— Work instructions —
Repeat the items below verbatim, from the first line up to and including the line that contains "xmin=106 ymin=0 xmax=614 ymax=446".

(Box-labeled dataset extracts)
++++

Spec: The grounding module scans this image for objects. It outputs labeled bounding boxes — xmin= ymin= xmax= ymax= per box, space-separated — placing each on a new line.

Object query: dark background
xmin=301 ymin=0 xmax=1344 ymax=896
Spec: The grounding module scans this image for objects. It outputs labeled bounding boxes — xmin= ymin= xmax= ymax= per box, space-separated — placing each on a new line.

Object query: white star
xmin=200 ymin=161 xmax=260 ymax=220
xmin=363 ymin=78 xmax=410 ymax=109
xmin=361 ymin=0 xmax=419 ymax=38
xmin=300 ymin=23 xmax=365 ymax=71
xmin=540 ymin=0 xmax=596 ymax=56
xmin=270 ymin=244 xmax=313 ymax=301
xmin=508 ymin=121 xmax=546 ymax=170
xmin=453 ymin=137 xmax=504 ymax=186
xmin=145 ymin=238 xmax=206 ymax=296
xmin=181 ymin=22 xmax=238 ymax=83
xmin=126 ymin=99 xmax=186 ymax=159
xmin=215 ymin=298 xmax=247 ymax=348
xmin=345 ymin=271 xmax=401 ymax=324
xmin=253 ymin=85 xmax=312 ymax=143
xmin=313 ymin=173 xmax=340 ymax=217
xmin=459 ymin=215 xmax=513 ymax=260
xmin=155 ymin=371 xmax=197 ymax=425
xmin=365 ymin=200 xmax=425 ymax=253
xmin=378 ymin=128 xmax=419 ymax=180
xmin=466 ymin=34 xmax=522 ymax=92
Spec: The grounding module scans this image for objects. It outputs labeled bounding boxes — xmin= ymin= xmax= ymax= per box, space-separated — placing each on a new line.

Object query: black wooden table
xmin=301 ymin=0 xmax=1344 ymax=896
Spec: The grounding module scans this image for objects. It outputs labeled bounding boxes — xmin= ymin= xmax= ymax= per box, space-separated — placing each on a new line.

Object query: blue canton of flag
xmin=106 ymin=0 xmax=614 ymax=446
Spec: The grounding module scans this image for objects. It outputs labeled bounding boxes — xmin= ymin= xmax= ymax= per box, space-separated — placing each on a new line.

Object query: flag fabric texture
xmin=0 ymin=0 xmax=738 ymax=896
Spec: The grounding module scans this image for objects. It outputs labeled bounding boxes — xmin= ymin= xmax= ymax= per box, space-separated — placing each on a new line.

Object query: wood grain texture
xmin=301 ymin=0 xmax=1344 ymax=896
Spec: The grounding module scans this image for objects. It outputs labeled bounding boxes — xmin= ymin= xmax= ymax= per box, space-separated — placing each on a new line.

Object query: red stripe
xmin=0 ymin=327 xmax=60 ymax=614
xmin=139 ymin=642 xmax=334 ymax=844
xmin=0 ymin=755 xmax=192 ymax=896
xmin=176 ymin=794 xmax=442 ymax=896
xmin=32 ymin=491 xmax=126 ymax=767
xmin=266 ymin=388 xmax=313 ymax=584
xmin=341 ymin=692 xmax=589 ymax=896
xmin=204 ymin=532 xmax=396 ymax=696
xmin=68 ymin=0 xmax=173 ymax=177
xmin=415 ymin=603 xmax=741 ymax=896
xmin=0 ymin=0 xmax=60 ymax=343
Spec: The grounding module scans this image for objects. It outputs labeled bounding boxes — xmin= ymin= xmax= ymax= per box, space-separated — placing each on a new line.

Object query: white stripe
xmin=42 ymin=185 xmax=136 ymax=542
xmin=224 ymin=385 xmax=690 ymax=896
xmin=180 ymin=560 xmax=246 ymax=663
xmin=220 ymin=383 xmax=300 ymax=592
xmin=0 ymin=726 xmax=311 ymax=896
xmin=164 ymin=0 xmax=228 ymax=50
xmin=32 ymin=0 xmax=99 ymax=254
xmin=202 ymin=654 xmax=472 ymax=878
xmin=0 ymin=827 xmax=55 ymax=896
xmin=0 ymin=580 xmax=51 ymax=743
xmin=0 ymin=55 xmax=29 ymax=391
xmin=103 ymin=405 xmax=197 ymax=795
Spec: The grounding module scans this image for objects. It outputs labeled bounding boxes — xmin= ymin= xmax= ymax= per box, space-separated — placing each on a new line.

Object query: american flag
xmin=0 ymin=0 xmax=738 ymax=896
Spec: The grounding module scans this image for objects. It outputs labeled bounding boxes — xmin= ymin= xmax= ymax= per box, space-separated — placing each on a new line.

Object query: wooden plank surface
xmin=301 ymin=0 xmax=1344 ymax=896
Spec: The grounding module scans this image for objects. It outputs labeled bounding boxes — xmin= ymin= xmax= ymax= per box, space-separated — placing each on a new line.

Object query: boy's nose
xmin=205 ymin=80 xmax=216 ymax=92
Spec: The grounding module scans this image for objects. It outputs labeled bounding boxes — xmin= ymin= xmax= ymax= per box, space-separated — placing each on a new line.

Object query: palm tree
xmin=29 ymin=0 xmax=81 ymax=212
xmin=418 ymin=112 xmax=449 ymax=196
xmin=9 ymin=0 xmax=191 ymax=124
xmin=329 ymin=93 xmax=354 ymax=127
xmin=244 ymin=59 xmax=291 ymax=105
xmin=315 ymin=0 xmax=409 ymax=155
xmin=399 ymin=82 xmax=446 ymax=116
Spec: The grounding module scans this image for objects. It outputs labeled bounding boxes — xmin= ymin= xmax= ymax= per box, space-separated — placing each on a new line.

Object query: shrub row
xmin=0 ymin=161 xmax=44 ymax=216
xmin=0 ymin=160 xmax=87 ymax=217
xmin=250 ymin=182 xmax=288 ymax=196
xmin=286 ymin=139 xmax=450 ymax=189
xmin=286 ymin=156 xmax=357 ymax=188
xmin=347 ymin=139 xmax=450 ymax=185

++++

— Answer to this task —
Spec: The grounding module scans this image for objects. It outputs labeled bounding boxes — xmin= ymin= xmax= ymax= per box, space-separated — placing each on a new line.

Object query: dark background
xmin=301 ymin=0 xmax=1344 ymax=896
Spec: The grounding module scans this image for objects. It outputs labeled bounding boxes — xmin= ymin= xmax= ymax= per box, space-separated — placing each on a new line.

Object query: white star
xmin=200 ymin=161 xmax=260 ymax=220
xmin=363 ymin=78 xmax=410 ymax=109
xmin=361 ymin=0 xmax=419 ymax=38
xmin=300 ymin=23 xmax=365 ymax=71
xmin=540 ymin=0 xmax=596 ymax=56
xmin=270 ymin=244 xmax=313 ymax=301
xmin=508 ymin=121 xmax=546 ymax=170
xmin=453 ymin=137 xmax=504 ymax=186
xmin=145 ymin=238 xmax=206 ymax=296
xmin=181 ymin=22 xmax=238 ymax=83
xmin=126 ymin=99 xmax=186 ymax=159
xmin=215 ymin=298 xmax=247 ymax=348
xmin=345 ymin=271 xmax=401 ymax=324
xmin=253 ymin=85 xmax=312 ymax=143
xmin=313 ymin=173 xmax=340 ymax=217
xmin=459 ymin=215 xmax=513 ymax=260
xmin=155 ymin=371 xmax=197 ymax=425
xmin=365 ymin=200 xmax=425 ymax=253
xmin=378 ymin=128 xmax=419 ymax=180
xmin=466 ymin=34 xmax=522 ymax=92
Spec: The grounding module scans this image for objects. It outputs labeled bounding boxes — xmin= ymin= xmax= ymax= per box, space-separated — placing each on a new line.

Object query: black wooden table
xmin=301 ymin=0 xmax=1344 ymax=896
Spec: The grounding module scans this image for objects. It outputs labeled bounding boxes — xmin= ymin= xmax= ymax= per box, space-separated — placing each on a new line.

Object query: blue canton of flag
xmin=106 ymin=0 xmax=614 ymax=446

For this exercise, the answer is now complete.